◆ Problems to work on:
**A.** In the article below on the YWCA Hamilton training grant, condense the paragraph beginning "The project will also be expanded" into a single shorter sentence that keeps its main facts.
**B.** Extend the article below on the YWCA Hamilton training grant, picking up after its final sentence.

◆ Text under study:
Women in Canadian Manufacturing

Feds invest $6.5M in manufacturing and tech skills training for women

December 16, 2020
By Manufacturing AUTOMATION
Presented by:
Women in Manufacturing

The federal government is investing over $6.5 million in Ontario’s YWCA Hamilton branch to train women in advanced manufacturing and related areas.

With this three-year grant from FedDev Ontario, the YWCA Hamilton will assist more than 500 women in the region to develop new skills for jobs in sectors where women are traditionally underrepresented, particularly in the advanced manufacturing and specialized technology sectors.

The first cohort of the program will launch in early 2021.

The project will also be expanded across southern Ontario in partnership with other local YWCAs throughout the GTA, London/St. Thomas, Kitchener-Waterloo, Cambridge, Ottawa, and eastern Ontario, as well as other women-focused industry partners. That part of the project will accelerate 255 women into STEM-based careers.

In addition to the reskilling programming, the YWCA Hamilton will work with the YWCA Canada and industry partners to launch the Curated Pathways to Innovation app.

The app will offer free personalized learning pathways and resources to 250 women across southern Ontario, supporting them to acquire the skills to effectively compete for positions in technology fields and skilled trades.

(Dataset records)
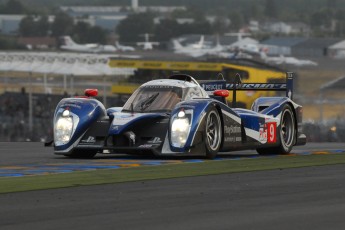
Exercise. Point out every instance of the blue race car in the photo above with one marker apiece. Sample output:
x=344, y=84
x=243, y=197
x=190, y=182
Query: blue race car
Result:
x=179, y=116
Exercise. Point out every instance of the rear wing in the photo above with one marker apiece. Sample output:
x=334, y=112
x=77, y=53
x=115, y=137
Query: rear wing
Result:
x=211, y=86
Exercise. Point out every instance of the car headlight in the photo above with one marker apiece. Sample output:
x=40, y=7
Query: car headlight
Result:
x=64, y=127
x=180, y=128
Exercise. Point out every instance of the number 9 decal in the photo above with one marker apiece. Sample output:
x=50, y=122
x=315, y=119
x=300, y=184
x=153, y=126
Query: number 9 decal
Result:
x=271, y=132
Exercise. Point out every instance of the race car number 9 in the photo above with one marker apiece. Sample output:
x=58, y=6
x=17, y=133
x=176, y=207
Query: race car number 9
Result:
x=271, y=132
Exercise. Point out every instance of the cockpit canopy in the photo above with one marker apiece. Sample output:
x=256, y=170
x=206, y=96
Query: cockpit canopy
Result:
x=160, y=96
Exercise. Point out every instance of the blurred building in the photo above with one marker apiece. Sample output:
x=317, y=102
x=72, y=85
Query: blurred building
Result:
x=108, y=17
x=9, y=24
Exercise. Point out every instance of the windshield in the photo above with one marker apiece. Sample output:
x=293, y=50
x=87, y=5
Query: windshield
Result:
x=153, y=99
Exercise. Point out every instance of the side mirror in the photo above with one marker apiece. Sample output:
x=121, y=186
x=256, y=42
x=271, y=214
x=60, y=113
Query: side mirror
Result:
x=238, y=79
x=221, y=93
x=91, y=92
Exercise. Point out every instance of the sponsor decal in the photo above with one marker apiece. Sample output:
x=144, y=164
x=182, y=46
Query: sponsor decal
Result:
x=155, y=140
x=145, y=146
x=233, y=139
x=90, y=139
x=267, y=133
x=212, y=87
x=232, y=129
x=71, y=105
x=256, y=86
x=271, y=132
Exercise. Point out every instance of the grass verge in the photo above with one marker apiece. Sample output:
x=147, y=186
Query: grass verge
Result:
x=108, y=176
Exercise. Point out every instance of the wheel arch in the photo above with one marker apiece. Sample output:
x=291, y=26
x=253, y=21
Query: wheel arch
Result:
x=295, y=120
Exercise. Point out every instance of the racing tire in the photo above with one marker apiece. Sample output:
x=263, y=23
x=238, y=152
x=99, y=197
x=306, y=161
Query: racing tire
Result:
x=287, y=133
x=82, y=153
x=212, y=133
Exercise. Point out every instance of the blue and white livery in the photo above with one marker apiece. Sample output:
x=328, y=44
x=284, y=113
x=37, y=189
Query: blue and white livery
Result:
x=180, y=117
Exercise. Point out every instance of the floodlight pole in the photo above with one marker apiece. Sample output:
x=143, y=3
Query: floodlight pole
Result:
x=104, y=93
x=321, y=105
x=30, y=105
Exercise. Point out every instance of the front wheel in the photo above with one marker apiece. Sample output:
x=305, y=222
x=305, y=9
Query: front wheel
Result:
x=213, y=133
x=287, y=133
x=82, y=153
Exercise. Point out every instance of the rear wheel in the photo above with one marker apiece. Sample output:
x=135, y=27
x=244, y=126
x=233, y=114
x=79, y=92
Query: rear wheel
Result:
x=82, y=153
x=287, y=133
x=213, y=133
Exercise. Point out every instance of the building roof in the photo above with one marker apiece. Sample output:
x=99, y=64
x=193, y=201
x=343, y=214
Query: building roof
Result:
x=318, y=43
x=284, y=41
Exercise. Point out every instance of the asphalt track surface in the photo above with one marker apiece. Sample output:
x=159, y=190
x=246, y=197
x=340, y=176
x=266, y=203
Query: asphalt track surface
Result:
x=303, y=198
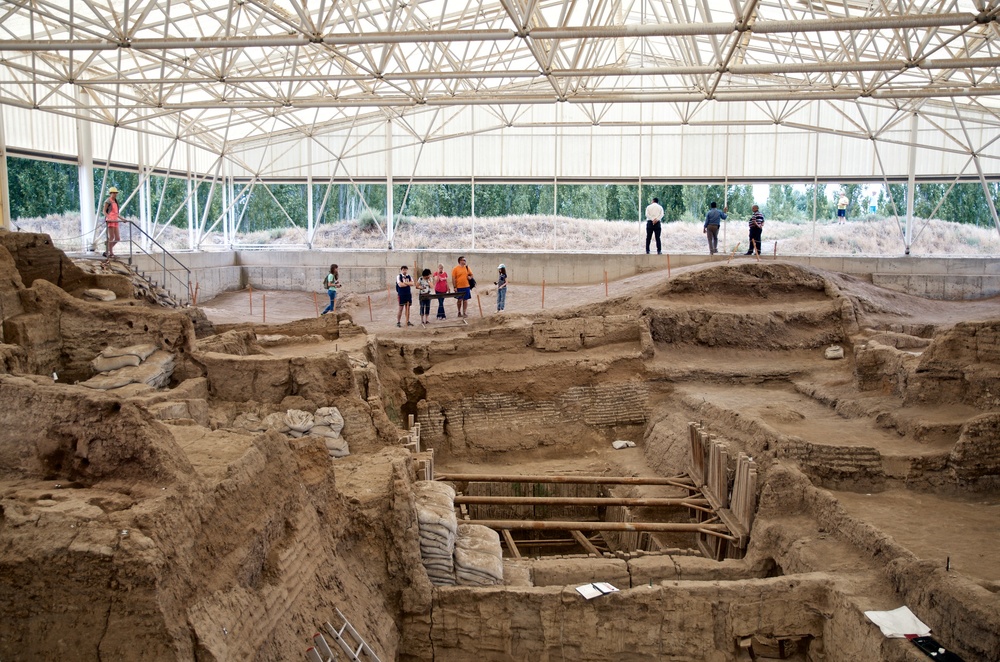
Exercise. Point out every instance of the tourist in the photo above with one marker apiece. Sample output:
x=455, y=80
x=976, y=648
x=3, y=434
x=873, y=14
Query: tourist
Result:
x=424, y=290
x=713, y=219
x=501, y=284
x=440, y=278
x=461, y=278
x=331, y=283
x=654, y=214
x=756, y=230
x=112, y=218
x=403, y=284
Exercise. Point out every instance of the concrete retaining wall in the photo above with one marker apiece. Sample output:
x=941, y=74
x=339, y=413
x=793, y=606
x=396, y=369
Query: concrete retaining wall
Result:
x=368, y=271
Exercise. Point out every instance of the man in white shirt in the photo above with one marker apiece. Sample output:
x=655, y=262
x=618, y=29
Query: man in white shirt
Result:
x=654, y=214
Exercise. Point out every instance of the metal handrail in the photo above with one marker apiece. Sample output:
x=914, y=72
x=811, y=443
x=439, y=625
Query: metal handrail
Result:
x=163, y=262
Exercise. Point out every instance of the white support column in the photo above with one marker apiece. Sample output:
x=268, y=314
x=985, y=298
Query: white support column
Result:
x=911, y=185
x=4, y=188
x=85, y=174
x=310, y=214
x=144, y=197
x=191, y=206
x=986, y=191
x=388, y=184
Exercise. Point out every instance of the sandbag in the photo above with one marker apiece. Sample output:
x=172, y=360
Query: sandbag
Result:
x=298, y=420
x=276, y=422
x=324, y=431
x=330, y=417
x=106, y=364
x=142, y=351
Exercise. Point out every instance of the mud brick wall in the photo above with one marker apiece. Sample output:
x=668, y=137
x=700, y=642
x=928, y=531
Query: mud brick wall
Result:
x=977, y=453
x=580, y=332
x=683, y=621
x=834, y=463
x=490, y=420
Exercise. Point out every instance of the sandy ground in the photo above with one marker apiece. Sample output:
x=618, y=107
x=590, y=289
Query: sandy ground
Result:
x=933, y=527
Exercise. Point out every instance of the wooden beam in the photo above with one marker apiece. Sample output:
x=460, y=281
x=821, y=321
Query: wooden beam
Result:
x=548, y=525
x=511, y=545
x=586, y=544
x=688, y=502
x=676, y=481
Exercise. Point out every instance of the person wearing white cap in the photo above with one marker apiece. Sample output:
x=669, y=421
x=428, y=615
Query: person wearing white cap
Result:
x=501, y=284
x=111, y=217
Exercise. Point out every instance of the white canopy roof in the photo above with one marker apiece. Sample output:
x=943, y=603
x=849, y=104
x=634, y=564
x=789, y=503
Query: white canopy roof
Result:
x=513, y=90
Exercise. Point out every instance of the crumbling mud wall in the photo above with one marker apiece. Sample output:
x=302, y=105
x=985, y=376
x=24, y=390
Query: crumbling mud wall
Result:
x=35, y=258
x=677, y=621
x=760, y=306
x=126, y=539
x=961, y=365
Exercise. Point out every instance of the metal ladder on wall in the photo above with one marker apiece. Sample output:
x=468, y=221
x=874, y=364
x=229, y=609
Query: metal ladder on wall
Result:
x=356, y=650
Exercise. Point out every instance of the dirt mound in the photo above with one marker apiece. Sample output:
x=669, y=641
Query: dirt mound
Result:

◆ Answers to this exercise:
**A.** The project will expand across southern Ontario with local YWCAs in the GTA, London/St. Thomas, Kitchener-Waterloo, Cambridge, Ottawa and eastern Ontario, along with other women-focused industry partners, and this part will accelerate 255 women into STEM-based careers.

**B.**
As part of the federal government’s previously announced Women Entrepreneurship Strategy top-up investments amid COVID-19, Hamilton YWCA is also receiving nearly $139,000 to provide one-on-one digital training and workshops/webinars to approximately 75 women to support digital transformation in their businesses.

“We know that women have been disproportionately affected by the pandemic. In the Hamilton area, job losses due to COVID-19 were three times higher for women than men,” says Denise Christopherson, CEO of YWCA Hamilton.

“This new $6.4 million investment will not only help women to advance in their careers and receive high-skills training, but it will also help even the playing field in high-tech industries where many women are often left behind.”